• _Text_:
§

Cease and desist letter sounds like the right way to go. If they have a phone number listed, call it and tell them you're onto them. Most of these sites are just stupid kids thinking they can get away with it.

How did you find the rogue site?

Let us know how this turns out.
 

·
Registered
Joined
·
34 Posts
Discussion Starter · #4 ·
We googled our own unique shirt titles to see what came up. And there they were.

These guys just did bad versions of our shirts, along with dozens of other shirts on tshirtcountdown.
 

·
Premium Member
Joined
·
27,690 Posts
You can also email cafepress and they will remove the store.

I've worked with CafePress pretty closely and they are very good at handling this stuff. Once you show where the infringement is happening, they will remove the store or at the very least, remove the offending images from the cafepress store.

Also, if this particular infringing site is actually listed at t-shirtcountdown.com, you can email t-shirtcountdown and it will be removed.

Here's a good website for checking to see if your content has been copied...it's startling what you find sometimes: http://www.copyscape.com/

It sounds like you are already taking the right steps.
 

·
Registered
Joined
·
34 Posts
Discussion Starter · #8 ·
We sent a cease and desist and Cafe Press removed our designs. To get money would mean filing a lawsuit in their state and paying lawyers, etc. If the designs were not removed, we would probably would have sued out of principal in order to protect our copyrights. I think it's critical that you have a track record of at least trying to protect your intellectual property, whether or not you have the resources to sue someone.

You never know if your shirt will be the next mega hit.
 

·
Registered
Joined
·
1,029 Posts
I emailed this guy, end he refuses to remove my shirt, saying that is not protected by copyright. I have emailed ebay now, and am waiting to hear from them. I am pissed as hell at this guy. If I have to sue him, I will out of principle.

If ebay doesnt remove it, I think ill put up about 50 buy it nows for this t-shirt at a rediculious price, to put him out of business with this shirt at least.

§

• _Excerpted records_:
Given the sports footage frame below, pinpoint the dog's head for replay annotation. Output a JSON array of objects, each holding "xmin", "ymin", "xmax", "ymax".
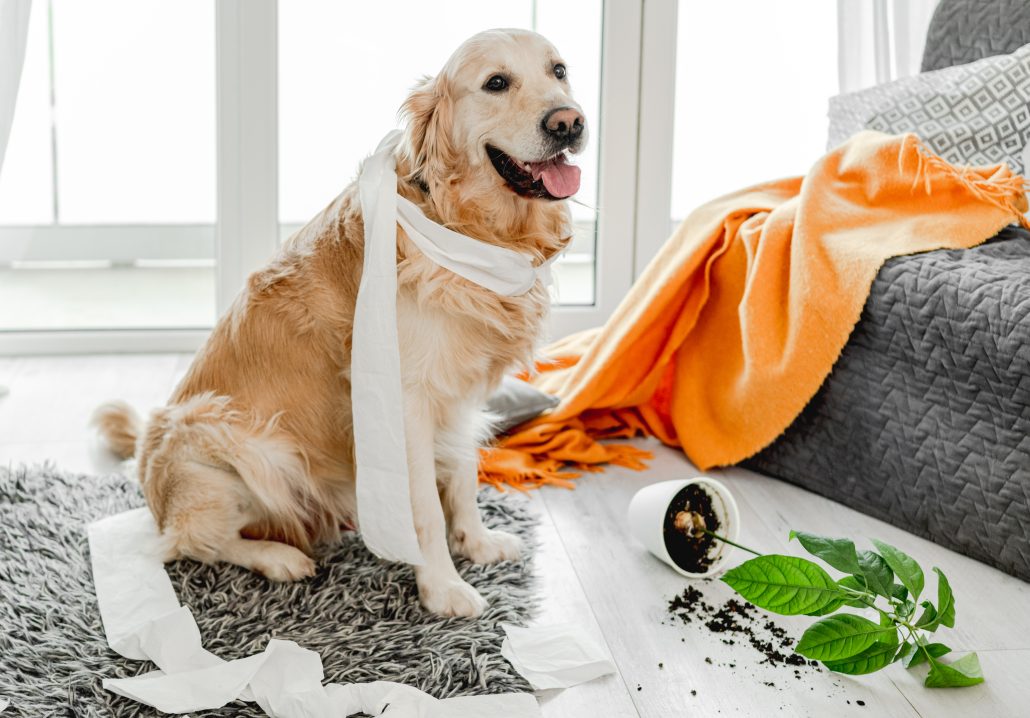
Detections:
[{"xmin": 401, "ymin": 30, "xmax": 587, "ymax": 228}]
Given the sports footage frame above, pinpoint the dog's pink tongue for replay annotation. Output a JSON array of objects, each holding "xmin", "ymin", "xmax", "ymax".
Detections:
[{"xmin": 531, "ymin": 155, "xmax": 580, "ymax": 197}]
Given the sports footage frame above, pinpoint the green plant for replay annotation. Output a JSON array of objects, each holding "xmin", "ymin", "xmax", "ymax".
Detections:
[{"xmin": 713, "ymin": 531, "xmax": 984, "ymax": 688}]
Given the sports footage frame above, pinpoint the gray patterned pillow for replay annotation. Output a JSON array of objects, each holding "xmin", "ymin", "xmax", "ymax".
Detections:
[{"xmin": 828, "ymin": 45, "xmax": 1030, "ymax": 174}]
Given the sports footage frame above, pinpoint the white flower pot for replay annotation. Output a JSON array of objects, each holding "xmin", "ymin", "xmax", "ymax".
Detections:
[{"xmin": 628, "ymin": 476, "xmax": 741, "ymax": 578}]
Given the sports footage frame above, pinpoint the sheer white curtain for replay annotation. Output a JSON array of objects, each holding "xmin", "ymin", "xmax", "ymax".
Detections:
[
  {"xmin": 0, "ymin": 0, "xmax": 32, "ymax": 396},
  {"xmin": 837, "ymin": 0, "xmax": 938, "ymax": 93}
]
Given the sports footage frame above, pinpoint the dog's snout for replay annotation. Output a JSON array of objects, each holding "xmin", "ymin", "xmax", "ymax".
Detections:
[{"xmin": 543, "ymin": 107, "xmax": 586, "ymax": 143}]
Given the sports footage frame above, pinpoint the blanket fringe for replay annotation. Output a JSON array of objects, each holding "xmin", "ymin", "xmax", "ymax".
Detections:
[
  {"xmin": 479, "ymin": 426, "xmax": 654, "ymax": 492},
  {"xmin": 898, "ymin": 134, "xmax": 1030, "ymax": 230}
]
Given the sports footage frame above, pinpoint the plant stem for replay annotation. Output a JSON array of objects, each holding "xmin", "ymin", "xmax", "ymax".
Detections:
[{"xmin": 701, "ymin": 528, "xmax": 762, "ymax": 556}]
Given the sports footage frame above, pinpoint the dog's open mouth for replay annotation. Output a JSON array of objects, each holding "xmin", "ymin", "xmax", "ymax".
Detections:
[{"xmin": 486, "ymin": 144, "xmax": 580, "ymax": 200}]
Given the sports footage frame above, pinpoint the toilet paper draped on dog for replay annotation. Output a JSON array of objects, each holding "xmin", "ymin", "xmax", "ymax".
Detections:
[{"xmin": 350, "ymin": 131, "xmax": 555, "ymax": 566}]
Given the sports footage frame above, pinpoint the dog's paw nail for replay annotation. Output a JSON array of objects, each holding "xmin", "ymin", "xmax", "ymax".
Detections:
[
  {"xmin": 254, "ymin": 545, "xmax": 315, "ymax": 581},
  {"xmin": 419, "ymin": 579, "xmax": 487, "ymax": 618},
  {"xmin": 451, "ymin": 531, "xmax": 522, "ymax": 563}
]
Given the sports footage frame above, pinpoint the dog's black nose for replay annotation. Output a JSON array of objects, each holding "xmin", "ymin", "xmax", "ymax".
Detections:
[{"xmin": 542, "ymin": 107, "xmax": 586, "ymax": 143}]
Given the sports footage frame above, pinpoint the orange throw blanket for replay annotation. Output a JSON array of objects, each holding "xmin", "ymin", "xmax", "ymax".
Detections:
[{"xmin": 480, "ymin": 132, "xmax": 1027, "ymax": 488}]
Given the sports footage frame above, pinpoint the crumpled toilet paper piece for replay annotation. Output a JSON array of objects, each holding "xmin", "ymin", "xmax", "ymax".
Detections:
[
  {"xmin": 501, "ymin": 623, "xmax": 615, "ymax": 690},
  {"xmin": 87, "ymin": 509, "xmax": 541, "ymax": 718}
]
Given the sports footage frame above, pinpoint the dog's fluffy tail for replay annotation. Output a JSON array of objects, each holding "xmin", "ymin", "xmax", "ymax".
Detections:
[{"xmin": 90, "ymin": 402, "xmax": 143, "ymax": 458}]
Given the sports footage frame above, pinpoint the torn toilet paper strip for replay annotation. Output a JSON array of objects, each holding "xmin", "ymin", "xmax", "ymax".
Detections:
[
  {"xmin": 86, "ymin": 509, "xmax": 541, "ymax": 718},
  {"xmin": 501, "ymin": 623, "xmax": 615, "ymax": 690}
]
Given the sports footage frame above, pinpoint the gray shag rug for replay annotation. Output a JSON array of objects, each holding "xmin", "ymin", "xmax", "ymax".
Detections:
[{"xmin": 0, "ymin": 467, "xmax": 535, "ymax": 718}]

§

• _Aim_: According to the forum thread, how did the discussion starter find the site copying their shirts?

• _Problem solution_: They googled their own unique shirt titles.